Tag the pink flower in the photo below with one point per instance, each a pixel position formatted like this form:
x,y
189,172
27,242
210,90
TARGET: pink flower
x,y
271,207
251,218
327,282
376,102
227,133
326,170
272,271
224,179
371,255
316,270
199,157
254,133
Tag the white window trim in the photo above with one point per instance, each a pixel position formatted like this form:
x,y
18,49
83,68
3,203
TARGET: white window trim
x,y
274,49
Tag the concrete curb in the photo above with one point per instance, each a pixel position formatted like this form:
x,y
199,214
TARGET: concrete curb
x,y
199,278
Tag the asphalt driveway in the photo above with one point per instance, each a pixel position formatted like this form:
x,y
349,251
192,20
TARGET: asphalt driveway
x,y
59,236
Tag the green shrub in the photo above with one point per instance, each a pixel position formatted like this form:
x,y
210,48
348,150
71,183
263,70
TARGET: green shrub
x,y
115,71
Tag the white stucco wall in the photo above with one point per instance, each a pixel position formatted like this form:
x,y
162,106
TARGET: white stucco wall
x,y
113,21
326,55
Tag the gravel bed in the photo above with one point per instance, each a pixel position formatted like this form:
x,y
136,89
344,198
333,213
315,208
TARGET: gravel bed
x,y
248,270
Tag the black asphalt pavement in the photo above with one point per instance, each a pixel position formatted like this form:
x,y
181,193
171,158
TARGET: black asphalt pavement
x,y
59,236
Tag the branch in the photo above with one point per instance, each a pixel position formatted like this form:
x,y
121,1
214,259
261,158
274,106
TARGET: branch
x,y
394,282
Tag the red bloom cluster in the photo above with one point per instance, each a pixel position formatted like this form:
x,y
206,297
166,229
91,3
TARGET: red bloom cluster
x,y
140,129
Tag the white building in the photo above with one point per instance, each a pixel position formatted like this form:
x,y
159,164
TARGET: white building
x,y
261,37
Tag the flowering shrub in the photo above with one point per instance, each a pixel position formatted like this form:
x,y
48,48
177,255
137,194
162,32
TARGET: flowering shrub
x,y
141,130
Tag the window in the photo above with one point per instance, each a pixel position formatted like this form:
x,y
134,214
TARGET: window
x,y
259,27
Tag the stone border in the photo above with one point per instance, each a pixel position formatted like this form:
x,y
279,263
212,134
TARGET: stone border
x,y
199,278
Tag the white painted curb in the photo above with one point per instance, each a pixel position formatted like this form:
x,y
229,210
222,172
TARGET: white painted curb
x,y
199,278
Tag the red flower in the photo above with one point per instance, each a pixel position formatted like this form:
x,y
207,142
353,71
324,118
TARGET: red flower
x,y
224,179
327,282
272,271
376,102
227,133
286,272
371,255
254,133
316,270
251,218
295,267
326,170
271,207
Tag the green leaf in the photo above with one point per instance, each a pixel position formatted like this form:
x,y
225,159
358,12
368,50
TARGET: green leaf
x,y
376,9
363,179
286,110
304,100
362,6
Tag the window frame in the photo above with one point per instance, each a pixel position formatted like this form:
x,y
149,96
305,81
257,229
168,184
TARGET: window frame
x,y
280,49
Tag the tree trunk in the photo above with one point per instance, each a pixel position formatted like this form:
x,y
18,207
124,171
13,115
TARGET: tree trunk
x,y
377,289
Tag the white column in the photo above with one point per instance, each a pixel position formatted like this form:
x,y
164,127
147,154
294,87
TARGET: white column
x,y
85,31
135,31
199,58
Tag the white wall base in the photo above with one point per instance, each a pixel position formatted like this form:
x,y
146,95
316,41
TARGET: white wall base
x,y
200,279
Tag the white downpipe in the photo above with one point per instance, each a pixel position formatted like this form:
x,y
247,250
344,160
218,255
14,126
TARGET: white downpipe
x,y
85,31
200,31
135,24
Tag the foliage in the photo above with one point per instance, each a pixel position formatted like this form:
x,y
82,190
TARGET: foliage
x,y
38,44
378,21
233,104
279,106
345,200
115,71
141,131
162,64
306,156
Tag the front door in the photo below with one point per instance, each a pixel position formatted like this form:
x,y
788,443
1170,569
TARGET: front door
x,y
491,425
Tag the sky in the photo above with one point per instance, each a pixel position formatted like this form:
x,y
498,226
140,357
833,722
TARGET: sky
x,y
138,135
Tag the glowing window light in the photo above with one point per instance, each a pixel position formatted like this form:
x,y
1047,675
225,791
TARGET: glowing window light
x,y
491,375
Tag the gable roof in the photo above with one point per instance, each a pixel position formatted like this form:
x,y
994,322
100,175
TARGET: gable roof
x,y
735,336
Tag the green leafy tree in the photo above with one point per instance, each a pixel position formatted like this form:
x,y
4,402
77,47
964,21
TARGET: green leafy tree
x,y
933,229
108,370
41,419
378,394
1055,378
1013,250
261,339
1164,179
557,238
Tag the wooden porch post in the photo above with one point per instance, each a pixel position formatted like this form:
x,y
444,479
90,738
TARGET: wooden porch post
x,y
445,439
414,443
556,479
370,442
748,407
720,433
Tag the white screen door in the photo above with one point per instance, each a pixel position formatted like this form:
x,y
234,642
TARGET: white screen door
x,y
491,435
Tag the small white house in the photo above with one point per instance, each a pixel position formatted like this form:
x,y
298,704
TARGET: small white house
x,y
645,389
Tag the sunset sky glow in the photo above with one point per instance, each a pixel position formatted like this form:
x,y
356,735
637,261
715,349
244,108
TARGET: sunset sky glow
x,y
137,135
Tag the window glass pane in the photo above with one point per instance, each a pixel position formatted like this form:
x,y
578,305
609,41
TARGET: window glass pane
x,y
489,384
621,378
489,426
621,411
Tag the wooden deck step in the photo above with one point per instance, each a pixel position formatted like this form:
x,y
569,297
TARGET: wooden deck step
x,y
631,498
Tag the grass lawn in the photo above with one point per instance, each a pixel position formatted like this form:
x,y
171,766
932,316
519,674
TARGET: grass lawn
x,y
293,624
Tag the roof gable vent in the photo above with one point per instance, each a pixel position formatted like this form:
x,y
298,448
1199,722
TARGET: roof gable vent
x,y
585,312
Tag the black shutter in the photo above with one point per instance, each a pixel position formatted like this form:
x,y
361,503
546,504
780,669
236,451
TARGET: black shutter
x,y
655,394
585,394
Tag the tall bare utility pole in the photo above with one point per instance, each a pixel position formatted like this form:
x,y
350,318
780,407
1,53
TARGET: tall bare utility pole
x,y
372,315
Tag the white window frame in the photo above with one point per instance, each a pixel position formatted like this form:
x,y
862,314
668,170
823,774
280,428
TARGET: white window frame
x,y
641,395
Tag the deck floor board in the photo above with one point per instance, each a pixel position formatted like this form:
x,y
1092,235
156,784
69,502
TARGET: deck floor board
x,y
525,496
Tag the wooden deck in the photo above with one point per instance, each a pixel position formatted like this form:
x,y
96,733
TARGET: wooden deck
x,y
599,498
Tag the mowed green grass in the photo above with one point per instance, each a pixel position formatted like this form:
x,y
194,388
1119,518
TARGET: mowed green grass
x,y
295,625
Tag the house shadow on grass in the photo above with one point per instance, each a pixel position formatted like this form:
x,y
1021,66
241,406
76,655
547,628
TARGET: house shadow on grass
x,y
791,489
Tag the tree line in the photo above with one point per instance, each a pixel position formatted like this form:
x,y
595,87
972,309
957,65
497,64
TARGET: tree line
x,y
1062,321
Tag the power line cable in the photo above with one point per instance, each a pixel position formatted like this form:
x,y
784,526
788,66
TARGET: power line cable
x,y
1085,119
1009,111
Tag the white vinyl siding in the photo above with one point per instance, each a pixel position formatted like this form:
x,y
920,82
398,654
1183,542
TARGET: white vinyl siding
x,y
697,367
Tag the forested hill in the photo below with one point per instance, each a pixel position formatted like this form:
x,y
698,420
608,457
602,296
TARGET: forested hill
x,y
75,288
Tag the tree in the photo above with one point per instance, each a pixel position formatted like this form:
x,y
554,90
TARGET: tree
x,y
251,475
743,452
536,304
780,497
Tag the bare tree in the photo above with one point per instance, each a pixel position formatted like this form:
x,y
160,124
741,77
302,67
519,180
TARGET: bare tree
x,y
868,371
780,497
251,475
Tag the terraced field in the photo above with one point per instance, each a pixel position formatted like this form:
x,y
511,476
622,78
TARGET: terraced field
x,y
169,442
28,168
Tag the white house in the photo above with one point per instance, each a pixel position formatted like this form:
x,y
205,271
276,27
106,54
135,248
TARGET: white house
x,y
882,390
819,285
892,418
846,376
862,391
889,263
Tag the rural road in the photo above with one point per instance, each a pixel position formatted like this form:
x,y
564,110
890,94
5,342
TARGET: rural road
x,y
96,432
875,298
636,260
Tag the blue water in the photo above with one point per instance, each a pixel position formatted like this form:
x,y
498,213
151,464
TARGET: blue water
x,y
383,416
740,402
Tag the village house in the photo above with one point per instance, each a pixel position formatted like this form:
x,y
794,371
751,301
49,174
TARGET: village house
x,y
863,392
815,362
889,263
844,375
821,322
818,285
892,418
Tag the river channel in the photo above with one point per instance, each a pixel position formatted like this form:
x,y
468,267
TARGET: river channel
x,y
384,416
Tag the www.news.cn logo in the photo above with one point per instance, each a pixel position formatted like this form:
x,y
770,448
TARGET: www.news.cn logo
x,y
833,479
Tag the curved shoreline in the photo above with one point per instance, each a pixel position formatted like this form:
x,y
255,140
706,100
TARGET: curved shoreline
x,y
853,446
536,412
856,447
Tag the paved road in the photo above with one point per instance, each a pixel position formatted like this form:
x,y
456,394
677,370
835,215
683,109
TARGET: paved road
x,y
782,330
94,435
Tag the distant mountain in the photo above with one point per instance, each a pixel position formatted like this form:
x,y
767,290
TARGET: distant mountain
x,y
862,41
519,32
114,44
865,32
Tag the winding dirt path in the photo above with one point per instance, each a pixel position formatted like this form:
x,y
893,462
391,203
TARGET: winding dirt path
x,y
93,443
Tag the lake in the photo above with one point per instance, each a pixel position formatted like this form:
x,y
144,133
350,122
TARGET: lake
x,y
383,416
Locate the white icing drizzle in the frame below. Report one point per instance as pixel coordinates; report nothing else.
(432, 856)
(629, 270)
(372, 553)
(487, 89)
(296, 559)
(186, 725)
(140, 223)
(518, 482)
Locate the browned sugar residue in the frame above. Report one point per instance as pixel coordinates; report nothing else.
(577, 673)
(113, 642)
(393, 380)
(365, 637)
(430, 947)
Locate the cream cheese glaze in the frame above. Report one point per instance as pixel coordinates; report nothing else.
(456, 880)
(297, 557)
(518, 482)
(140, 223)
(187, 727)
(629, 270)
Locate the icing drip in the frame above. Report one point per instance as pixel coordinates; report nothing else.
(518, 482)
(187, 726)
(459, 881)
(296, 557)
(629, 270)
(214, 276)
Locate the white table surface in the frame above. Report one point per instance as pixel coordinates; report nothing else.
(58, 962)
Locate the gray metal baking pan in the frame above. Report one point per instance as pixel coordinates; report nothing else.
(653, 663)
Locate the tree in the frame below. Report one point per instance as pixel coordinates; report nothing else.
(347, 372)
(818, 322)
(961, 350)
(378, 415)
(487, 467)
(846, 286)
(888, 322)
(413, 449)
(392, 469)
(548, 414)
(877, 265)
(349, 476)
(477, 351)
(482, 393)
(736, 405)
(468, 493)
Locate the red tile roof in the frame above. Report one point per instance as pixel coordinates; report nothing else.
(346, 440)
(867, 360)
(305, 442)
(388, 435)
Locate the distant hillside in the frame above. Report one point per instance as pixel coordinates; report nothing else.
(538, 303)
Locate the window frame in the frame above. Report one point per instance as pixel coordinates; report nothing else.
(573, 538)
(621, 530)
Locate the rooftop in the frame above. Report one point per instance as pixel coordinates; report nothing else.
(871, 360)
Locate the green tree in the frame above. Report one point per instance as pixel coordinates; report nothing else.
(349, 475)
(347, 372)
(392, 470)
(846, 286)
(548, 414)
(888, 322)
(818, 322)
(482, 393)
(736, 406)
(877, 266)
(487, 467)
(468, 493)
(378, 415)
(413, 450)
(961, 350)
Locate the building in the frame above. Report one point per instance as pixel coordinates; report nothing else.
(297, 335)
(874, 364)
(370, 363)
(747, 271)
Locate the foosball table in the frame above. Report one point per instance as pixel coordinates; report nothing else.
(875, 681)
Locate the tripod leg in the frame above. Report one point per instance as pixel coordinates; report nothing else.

• **Exercise prompt**
Copy out the lines of the records above, starting with the line that contains "Locate the foosball" and running through the end of the records.

• **Answer to this exercise**
Locate the foosball table in the frame above. Report one point per instance as pixel coordinates; report nothing else.
(875, 681)
Locate the tripod leg in the frame above. Report one point per instance as pixel coordinates; report nothing else.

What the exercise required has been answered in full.